> [PASSAGE SHOWN]

With just twelve years to go before the ban on the sale of new petrol and diesel vehicles, local councils are under tremendous pressure to deliver the much-needed town centre ev infrastructure for the electric vehicles that will replace them. However, creative regeneration strategies can offer win-win solutions for local authorities: unlocking the future prosperity of town centres whilst also creating opportunity to meet EV charging targets.
With a greater range of vehicles on the market and a looming Government ban on the sale of new petrol and diesel vehicles in 2035, the UK’s electric vehicle (EV) market is booming. Data from the Society of Motor Manufacturers and Traders reveals almost 22,000 electric vehicles were registered in November 2021, more than double the 10,345 registered in the same month the previous year.
However, the EV revolution could soon find itself veering off course as the availability of public charging infrastructure struggles to keep pace with demand. Local authorities, in particular, will need to play a key role in the delivery of this infrastructure, yet a report by the Local Government Association points to a ‘lack of coherent strategic direction’ on what and where to build. It says that many local authorities feel that they lack the appropriate skills and data to make investment decisions in what is seen as a fast-paced and evolving technological landscape.
At the same time, local authorities are already stretched dealing with the decline of their town centres and the long-term socio-economic impacts of the pandemic on their communities. However, as our work for local authorities in areas such as Lincolnshire proves, creative regeneration strategies can deliver on all fronts, unlocking investment, growth and the future prosperity of our town centres whilst also creating opportunity to meet EV charging targets.
In particular, we were recently appointed to design a scheme in rural Lincolnshire that could have a profound impact on the way local authorities reinvigorate their town centres and deliver much needed EV charging infrastructure at the same time. If successful, the LEP will use the scheme as a benchmark for others to follow in the region.

Stored data entries

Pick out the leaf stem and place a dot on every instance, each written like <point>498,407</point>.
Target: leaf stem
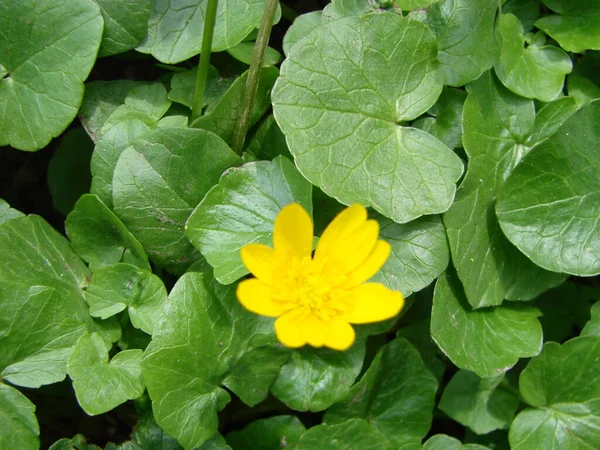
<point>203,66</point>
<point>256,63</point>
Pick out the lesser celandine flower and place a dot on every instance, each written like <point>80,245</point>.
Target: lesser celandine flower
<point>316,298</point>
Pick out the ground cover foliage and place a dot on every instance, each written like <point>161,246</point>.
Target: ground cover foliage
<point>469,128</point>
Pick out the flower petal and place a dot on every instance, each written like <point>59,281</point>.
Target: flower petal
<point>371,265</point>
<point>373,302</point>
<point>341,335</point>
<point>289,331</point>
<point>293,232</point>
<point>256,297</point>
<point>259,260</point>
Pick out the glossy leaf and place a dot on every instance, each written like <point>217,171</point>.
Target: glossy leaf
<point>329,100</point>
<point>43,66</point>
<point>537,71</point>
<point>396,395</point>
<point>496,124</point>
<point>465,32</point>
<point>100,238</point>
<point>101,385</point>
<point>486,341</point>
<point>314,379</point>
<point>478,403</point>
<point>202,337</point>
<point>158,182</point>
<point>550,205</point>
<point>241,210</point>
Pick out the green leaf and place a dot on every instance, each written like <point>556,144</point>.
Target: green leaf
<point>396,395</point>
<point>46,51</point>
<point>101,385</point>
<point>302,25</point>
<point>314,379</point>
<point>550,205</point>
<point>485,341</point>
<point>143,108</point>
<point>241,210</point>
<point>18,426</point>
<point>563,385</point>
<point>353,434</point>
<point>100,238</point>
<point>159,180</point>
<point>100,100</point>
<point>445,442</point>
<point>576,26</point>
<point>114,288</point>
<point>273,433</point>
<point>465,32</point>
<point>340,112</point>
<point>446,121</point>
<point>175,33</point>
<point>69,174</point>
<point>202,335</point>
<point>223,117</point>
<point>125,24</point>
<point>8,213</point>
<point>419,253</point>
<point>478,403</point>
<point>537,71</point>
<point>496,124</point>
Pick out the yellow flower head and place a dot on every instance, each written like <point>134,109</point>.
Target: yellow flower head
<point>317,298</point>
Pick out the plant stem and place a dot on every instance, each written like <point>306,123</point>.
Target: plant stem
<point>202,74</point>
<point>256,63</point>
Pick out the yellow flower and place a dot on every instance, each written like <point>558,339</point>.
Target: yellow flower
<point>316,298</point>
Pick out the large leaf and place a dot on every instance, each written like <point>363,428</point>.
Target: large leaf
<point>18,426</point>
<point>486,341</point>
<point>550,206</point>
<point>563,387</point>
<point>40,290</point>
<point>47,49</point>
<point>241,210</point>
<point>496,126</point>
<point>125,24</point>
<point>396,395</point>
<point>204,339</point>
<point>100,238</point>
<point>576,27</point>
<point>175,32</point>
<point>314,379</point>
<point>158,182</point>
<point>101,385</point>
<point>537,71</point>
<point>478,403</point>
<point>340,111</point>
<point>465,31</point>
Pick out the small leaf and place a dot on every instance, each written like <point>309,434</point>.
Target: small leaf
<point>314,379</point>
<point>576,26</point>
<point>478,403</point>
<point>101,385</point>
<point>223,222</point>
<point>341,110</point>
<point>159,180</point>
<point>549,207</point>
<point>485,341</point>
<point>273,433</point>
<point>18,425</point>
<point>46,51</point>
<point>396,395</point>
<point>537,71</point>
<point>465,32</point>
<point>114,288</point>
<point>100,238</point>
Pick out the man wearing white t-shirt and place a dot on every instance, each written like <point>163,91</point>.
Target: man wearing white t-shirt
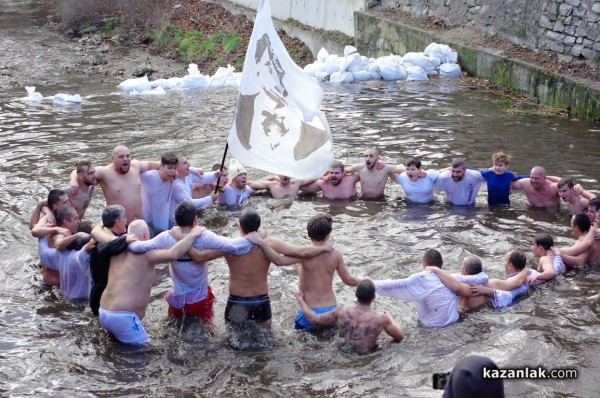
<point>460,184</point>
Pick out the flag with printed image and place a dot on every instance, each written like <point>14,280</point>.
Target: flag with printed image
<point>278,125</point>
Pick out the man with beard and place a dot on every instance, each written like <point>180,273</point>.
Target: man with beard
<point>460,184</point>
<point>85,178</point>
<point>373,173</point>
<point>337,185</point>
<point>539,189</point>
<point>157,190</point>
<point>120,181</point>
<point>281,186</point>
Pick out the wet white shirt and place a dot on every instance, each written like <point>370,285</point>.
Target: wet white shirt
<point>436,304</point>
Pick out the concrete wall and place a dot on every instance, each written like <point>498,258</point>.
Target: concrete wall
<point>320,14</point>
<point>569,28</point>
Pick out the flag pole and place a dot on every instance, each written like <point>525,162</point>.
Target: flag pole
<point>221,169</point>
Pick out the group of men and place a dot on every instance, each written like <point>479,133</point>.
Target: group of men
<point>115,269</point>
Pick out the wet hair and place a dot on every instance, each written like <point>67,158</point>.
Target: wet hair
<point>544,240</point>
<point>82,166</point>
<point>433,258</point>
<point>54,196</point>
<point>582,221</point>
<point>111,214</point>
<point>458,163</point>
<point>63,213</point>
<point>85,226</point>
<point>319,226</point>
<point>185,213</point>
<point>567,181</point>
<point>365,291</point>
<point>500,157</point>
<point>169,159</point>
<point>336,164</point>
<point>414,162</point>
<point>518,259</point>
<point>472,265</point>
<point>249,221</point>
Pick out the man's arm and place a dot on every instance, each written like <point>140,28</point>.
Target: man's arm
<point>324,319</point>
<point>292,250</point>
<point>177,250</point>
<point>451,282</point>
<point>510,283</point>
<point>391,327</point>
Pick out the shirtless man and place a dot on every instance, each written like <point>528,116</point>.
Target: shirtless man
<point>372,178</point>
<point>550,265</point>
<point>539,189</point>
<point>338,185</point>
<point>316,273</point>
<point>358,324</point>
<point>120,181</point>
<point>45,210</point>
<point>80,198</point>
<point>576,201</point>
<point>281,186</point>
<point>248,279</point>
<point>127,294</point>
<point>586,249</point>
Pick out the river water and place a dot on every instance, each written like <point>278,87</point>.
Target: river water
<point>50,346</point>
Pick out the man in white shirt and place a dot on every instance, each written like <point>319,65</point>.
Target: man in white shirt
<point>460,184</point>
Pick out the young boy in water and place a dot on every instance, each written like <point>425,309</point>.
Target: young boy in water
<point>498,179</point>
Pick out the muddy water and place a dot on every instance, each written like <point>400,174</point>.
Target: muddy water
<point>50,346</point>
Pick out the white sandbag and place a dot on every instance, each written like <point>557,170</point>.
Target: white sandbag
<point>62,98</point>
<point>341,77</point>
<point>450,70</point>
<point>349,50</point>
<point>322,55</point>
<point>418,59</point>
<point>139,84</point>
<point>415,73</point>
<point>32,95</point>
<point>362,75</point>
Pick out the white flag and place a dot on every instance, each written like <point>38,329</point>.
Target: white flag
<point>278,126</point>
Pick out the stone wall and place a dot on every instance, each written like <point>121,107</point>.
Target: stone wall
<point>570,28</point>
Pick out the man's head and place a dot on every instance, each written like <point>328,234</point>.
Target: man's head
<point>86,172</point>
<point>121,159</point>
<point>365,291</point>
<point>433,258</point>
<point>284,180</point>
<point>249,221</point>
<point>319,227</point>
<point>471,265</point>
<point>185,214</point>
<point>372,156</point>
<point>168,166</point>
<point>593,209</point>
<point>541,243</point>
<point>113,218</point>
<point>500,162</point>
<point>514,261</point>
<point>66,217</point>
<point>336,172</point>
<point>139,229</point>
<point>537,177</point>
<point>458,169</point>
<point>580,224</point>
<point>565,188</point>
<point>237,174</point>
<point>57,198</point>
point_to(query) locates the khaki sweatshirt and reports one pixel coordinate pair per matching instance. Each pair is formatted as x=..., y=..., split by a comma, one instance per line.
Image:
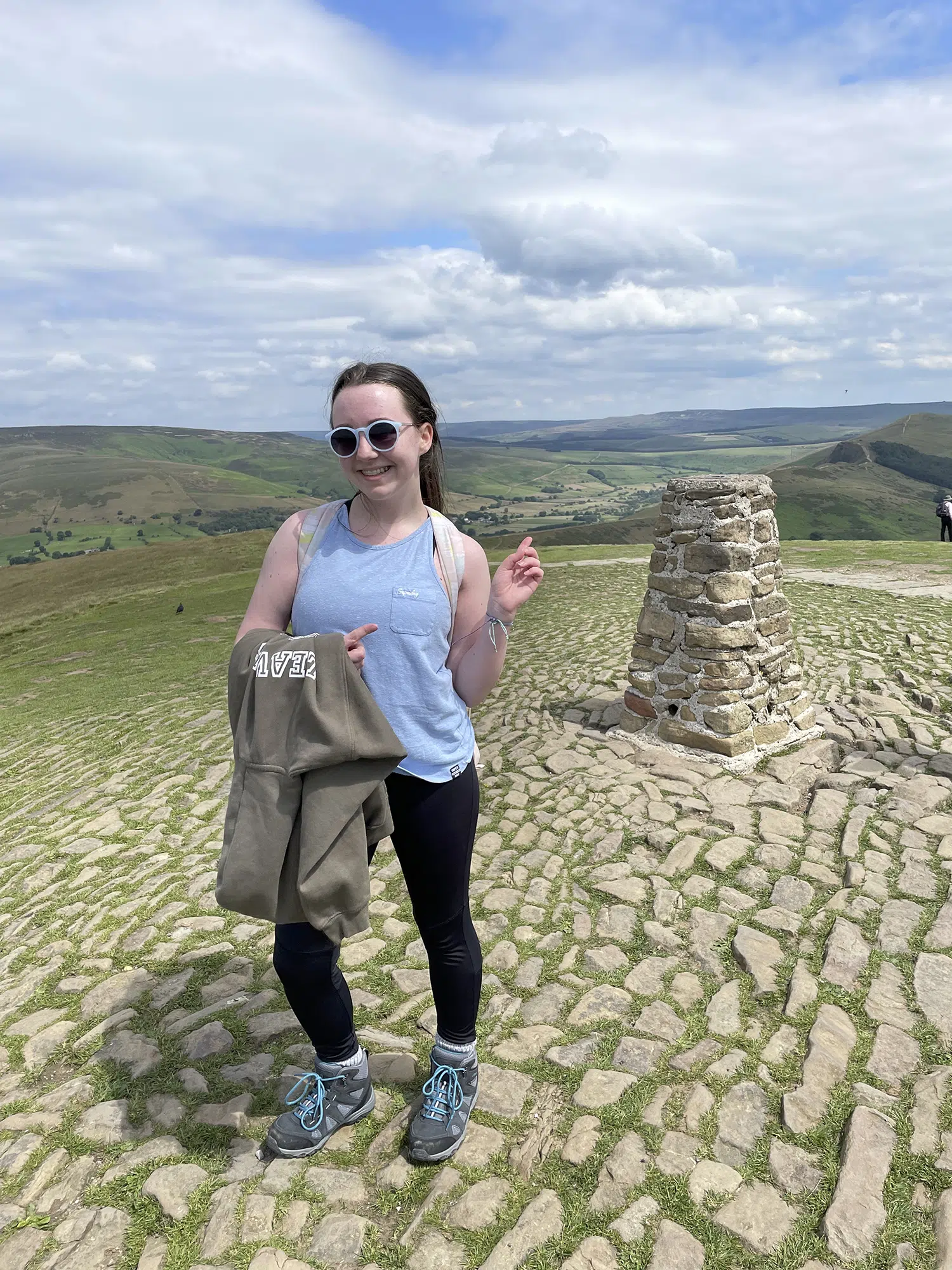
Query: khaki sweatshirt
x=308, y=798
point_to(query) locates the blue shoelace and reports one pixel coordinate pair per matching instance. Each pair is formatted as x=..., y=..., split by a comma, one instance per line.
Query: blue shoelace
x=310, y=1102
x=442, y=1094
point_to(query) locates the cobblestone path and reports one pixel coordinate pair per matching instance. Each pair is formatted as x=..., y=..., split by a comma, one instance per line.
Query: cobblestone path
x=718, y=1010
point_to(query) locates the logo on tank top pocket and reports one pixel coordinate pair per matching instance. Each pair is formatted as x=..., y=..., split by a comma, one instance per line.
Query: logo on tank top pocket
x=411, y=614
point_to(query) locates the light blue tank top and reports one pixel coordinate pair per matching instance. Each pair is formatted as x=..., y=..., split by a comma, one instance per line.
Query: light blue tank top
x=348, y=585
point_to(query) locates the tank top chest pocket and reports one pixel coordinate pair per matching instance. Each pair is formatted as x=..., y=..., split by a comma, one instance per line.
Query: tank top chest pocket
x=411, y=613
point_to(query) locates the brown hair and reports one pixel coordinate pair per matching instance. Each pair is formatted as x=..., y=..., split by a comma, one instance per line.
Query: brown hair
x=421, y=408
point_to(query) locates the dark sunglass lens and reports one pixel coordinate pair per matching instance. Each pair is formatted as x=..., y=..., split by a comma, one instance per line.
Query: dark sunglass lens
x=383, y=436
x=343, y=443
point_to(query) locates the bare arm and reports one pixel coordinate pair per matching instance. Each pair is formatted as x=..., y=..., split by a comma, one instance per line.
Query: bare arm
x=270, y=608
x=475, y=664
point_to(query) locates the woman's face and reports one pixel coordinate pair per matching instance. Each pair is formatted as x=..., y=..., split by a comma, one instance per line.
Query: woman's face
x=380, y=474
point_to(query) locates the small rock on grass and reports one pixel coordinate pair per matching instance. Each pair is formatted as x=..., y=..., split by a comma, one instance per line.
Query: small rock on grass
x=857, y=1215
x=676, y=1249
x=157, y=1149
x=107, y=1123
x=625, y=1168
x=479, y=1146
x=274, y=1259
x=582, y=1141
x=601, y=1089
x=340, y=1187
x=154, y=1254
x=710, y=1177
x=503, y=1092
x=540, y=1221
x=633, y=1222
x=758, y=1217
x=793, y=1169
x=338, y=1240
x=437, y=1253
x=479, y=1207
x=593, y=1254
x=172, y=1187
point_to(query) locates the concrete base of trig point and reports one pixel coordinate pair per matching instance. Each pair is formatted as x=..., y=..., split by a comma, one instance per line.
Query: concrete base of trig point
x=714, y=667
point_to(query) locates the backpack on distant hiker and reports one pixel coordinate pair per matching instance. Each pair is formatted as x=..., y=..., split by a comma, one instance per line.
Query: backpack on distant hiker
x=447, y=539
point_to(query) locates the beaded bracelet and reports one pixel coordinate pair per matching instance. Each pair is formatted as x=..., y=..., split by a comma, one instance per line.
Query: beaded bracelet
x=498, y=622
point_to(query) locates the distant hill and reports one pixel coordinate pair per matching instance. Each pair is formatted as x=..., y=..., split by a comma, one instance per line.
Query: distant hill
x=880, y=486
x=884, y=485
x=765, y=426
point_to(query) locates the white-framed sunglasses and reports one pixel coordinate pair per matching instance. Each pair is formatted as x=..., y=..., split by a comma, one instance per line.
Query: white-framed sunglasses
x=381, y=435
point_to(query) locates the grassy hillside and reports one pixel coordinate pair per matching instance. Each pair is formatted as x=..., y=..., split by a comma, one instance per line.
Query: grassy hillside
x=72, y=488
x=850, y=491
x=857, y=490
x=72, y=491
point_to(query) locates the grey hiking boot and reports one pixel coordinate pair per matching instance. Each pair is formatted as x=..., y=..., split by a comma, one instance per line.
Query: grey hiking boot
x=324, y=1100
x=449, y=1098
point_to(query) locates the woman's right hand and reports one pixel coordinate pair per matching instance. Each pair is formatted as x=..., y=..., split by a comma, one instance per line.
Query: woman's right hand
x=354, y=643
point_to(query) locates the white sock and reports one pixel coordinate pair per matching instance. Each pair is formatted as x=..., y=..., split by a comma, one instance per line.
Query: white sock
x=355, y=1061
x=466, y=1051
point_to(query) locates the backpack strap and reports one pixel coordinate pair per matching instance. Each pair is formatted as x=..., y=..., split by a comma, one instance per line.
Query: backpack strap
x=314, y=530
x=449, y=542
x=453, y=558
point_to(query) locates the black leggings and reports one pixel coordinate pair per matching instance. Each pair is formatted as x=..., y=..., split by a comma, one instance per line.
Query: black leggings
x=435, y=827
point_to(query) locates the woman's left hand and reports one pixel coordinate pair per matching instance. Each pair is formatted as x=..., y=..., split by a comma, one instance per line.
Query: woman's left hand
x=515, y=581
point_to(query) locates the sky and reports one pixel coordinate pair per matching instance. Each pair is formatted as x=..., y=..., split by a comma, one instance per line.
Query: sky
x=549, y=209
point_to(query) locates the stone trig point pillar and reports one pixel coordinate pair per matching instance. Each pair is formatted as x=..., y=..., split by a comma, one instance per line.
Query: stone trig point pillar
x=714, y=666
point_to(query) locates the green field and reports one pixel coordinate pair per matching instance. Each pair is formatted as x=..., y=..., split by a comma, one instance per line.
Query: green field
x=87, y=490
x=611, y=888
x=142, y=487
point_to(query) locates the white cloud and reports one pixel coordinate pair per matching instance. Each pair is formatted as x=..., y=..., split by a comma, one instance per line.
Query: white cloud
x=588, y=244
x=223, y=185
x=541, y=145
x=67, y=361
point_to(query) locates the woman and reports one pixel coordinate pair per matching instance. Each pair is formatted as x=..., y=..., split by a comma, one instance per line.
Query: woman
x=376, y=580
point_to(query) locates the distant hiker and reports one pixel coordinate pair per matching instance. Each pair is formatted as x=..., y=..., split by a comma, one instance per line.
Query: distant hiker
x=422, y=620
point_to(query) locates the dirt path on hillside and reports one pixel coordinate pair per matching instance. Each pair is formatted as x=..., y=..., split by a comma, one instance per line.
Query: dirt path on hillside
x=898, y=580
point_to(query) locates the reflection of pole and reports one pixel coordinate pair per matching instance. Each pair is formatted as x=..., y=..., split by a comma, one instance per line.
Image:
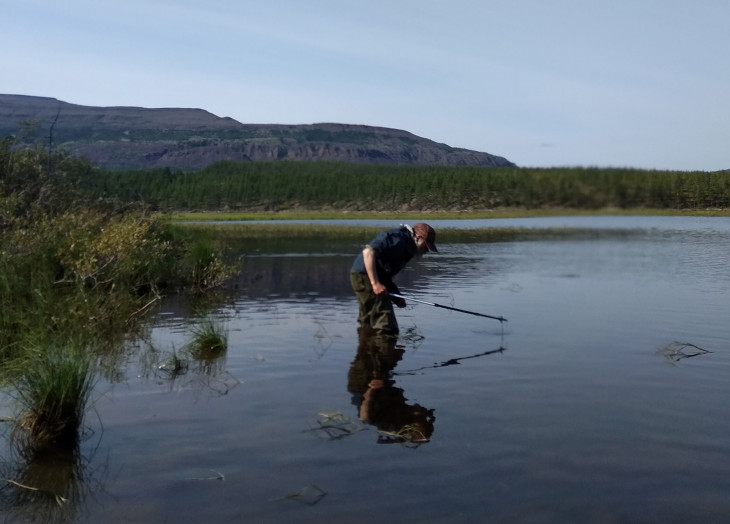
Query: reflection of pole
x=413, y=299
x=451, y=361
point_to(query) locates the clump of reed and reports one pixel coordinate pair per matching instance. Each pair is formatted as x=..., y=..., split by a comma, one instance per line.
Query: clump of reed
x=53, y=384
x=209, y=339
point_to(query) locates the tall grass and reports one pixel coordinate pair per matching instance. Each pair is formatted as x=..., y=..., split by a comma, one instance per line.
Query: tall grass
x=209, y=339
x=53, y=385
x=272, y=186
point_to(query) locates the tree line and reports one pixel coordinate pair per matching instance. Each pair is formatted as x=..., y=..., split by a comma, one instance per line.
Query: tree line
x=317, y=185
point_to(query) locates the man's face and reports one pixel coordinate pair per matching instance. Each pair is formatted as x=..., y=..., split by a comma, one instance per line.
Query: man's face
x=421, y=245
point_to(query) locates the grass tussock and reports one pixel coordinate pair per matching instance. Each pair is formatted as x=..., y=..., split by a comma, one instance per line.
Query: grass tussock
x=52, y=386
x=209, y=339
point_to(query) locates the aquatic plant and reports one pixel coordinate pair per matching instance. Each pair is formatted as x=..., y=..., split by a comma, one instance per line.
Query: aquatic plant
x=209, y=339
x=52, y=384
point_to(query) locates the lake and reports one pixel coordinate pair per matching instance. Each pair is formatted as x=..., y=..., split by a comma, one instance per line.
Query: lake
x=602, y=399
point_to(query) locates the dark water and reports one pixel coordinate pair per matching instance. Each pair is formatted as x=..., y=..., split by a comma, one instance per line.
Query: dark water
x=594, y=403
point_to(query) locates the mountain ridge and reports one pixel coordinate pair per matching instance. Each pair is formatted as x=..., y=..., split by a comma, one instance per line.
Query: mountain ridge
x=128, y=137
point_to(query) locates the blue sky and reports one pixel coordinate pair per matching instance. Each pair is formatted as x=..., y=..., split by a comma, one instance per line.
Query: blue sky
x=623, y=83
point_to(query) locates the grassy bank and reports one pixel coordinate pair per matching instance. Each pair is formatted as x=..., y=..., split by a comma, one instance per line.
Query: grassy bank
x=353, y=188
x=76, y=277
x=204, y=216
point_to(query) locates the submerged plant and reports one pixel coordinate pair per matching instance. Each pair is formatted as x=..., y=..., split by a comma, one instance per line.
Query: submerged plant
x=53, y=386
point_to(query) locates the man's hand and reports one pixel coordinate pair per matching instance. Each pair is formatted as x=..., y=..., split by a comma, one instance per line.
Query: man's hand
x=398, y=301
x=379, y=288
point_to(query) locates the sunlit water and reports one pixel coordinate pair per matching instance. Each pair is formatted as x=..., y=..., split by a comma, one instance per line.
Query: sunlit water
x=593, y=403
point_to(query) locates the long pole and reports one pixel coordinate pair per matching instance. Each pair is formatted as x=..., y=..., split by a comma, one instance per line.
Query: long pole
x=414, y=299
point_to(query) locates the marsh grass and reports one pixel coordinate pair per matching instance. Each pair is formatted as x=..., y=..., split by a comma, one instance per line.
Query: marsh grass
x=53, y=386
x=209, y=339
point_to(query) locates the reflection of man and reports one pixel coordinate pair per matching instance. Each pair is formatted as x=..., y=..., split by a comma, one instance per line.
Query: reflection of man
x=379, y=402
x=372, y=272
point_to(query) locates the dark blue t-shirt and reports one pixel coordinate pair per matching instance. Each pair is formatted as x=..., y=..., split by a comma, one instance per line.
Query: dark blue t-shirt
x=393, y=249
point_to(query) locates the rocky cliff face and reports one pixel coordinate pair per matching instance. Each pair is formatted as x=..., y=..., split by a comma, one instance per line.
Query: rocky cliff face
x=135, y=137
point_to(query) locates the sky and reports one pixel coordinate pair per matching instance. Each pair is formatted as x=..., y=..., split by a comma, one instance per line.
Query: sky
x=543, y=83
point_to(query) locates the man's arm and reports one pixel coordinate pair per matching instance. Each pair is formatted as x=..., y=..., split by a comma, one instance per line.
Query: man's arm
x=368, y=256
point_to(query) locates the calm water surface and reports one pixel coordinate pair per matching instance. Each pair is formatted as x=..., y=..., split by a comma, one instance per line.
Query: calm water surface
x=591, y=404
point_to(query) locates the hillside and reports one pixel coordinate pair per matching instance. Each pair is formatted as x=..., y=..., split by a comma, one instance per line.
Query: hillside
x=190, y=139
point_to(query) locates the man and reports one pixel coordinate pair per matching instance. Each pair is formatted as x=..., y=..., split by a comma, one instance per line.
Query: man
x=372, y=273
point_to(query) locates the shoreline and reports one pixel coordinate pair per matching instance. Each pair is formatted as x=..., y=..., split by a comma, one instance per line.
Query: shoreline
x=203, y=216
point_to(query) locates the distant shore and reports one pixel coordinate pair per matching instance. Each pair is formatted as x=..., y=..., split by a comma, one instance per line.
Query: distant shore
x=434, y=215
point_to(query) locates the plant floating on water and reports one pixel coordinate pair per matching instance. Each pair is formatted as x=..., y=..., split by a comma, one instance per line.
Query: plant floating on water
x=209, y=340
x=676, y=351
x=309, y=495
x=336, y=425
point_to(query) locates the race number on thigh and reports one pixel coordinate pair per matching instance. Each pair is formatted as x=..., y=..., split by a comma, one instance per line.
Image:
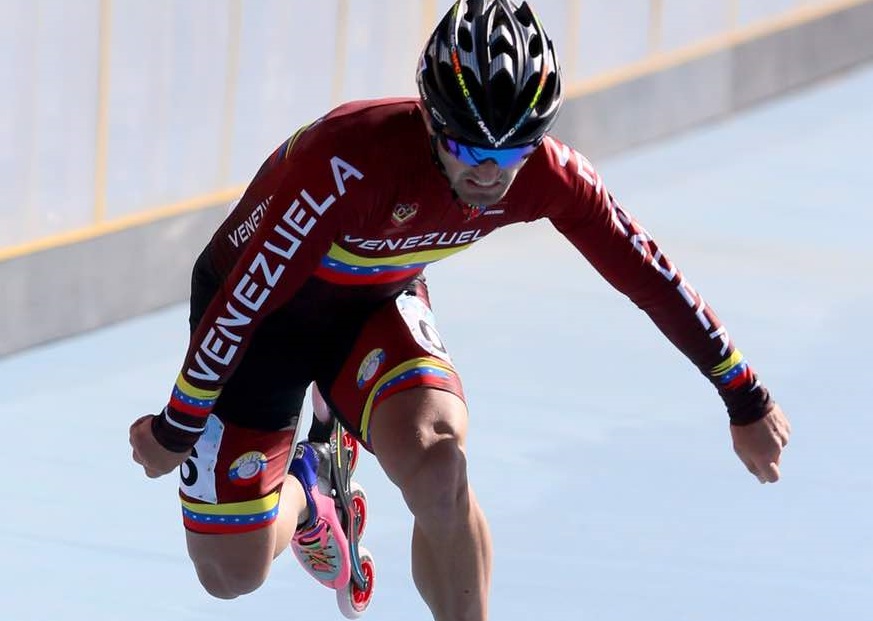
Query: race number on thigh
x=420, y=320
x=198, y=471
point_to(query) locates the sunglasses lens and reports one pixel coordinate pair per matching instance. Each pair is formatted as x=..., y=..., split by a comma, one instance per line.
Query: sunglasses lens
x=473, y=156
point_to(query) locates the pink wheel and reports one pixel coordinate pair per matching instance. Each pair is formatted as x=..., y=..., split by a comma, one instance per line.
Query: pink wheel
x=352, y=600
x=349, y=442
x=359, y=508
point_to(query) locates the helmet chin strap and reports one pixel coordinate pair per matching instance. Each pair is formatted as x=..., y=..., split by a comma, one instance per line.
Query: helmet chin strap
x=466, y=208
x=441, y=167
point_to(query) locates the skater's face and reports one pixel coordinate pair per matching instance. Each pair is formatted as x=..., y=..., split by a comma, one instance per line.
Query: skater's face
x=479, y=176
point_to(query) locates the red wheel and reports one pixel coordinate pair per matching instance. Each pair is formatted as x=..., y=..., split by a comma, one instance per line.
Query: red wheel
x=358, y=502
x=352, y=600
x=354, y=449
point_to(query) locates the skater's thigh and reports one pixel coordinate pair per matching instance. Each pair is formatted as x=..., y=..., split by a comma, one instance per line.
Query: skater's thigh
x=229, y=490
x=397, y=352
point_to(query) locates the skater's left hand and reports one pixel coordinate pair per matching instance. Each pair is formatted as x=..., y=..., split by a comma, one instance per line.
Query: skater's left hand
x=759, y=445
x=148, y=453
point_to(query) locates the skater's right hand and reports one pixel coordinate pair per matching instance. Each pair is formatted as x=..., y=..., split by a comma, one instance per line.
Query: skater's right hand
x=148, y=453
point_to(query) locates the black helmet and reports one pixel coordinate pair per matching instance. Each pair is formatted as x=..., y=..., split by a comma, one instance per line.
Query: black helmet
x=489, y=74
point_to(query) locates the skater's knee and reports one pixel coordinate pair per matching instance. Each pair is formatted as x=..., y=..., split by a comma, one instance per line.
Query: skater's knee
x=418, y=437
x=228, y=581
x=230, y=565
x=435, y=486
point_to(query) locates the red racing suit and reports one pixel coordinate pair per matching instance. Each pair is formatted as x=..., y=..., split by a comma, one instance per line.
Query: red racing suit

> [QUESTIONS TO ANSWER]
1. List every number written in digits in the piece on town centre EV charging, in the order they appear.
2. Pick up the piece on town centre EV charging after its last sentence and continue it.

> [TASK ANSWERS]
1. 2035, 22,000, 2021, 10,345

2.
Taking its inspiration from a German concept trialled back in 2003 called Mobihub, our scheme sees a concentration of community and business activities integrated within an easily accessible transport interchange and will help meet the town’s challenges of an ageing population, low incomes, limited services and poor outward connectivity. In conceiving the design, we considered the future local needs of the town, with a dense collection of public and sustainable transport uses such as buses, a taxi rank, rental vehicles, car-share clubs and EV charging points, alongside small retail kiosks, offices, parcel storage/pick-up, and health service elements.
Designed to be as accessible and welcoming as possible, with plenty of green space and interlinked pedestrian walkways, the scheme can become an attraction in its own right; a place to go to as a shared workspace or to pick-up a parcel, meet friends for coffee and whilst you’re doing all those things, a place to charge your electric vehicle – whether that be car, van, e-bike or scooter.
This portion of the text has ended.